§ **PROBLEM DETAILS**:
Present the following entries again, word for word and in full.

**** SUPPLIED ENTRIES

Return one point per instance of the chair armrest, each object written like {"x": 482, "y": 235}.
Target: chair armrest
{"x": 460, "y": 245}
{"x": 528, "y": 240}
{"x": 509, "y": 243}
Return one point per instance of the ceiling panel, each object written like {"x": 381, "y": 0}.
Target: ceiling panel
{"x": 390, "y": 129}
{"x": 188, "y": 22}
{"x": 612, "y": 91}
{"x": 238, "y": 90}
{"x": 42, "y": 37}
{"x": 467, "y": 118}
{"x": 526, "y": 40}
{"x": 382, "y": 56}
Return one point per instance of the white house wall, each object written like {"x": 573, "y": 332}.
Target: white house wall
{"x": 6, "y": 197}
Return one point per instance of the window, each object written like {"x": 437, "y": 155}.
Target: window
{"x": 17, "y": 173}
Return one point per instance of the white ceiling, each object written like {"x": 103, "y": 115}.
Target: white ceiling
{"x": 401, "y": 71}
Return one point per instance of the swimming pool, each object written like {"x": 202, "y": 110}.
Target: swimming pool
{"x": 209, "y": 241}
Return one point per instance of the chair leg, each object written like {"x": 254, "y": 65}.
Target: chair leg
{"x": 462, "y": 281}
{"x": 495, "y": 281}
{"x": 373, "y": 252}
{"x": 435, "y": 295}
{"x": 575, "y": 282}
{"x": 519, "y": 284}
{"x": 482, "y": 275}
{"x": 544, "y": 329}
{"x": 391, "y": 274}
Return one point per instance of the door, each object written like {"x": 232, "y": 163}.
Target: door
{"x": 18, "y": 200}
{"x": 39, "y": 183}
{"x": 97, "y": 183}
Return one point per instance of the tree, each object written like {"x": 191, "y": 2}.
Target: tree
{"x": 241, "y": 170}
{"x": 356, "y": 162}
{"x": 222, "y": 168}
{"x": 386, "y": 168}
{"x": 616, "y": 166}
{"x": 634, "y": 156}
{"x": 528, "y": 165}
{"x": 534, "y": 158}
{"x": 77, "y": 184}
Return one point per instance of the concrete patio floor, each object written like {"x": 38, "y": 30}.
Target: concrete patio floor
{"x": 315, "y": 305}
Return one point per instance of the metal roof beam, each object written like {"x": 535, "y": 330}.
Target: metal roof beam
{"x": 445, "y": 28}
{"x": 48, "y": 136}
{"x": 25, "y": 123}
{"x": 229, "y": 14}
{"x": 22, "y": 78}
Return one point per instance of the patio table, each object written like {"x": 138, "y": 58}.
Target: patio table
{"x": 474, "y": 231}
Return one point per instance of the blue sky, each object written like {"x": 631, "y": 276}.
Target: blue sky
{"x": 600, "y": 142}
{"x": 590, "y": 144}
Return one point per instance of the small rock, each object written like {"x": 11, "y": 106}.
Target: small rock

********

§ **SOLUTION TO THIS PROBLEM**:
Return one point per instance of the chair armrest, each object written like {"x": 482, "y": 235}.
Target: chair armrest
{"x": 460, "y": 245}
{"x": 528, "y": 240}
{"x": 509, "y": 243}
Return one point per instance of the ceiling panel, each object written like {"x": 381, "y": 0}.
Target: ceiling panel
{"x": 390, "y": 129}
{"x": 188, "y": 22}
{"x": 612, "y": 91}
{"x": 238, "y": 90}
{"x": 42, "y": 37}
{"x": 467, "y": 118}
{"x": 526, "y": 40}
{"x": 382, "y": 56}
Return one point per instance of the white house wall, each object written like {"x": 573, "y": 332}.
Target: white house wall
{"x": 6, "y": 197}
Return one point per instance of the window, each object written like {"x": 437, "y": 155}.
Target: window
{"x": 17, "y": 173}
Return one point per instance of the white ceiling, each object written like {"x": 103, "y": 115}.
Target: white ceiling
{"x": 401, "y": 71}
Return one point per instance of the swimming pool, each object written like {"x": 202, "y": 110}.
Target: swimming pool
{"x": 209, "y": 241}
Return one point per instance of the chair leg, each object written like {"x": 254, "y": 65}.
Target: chair leg
{"x": 462, "y": 281}
{"x": 495, "y": 281}
{"x": 373, "y": 252}
{"x": 435, "y": 295}
{"x": 575, "y": 282}
{"x": 519, "y": 284}
{"x": 482, "y": 275}
{"x": 544, "y": 329}
{"x": 391, "y": 274}
Return one point per instance of the door, each object written like {"x": 232, "y": 163}.
Target: door
{"x": 18, "y": 200}
{"x": 39, "y": 183}
{"x": 97, "y": 183}
Return one point per instance of the tree, each object written like {"x": 191, "y": 2}.
Target: tree
{"x": 241, "y": 170}
{"x": 356, "y": 162}
{"x": 222, "y": 168}
{"x": 386, "y": 168}
{"x": 616, "y": 166}
{"x": 634, "y": 156}
{"x": 528, "y": 165}
{"x": 534, "y": 158}
{"x": 77, "y": 184}
Return one point per instance of the concrete patio floor, each object written like {"x": 38, "y": 30}.
Target: concrete patio floor
{"x": 315, "y": 305}
Return one point per instance of the metal roof beam, each object written like {"x": 535, "y": 330}.
Target: metal roof beam
{"x": 445, "y": 28}
{"x": 48, "y": 136}
{"x": 25, "y": 123}
{"x": 229, "y": 14}
{"x": 22, "y": 78}
Return one point per instance of the patio table, each object written like {"x": 138, "y": 58}.
Target: patio table
{"x": 474, "y": 231}
Return one point per instance of the blue sky, each object written like {"x": 631, "y": 276}.
Target: blue sky
{"x": 600, "y": 142}
{"x": 590, "y": 144}
Return one point per instance of the small rock, each object written like {"x": 11, "y": 106}.
Target: small rock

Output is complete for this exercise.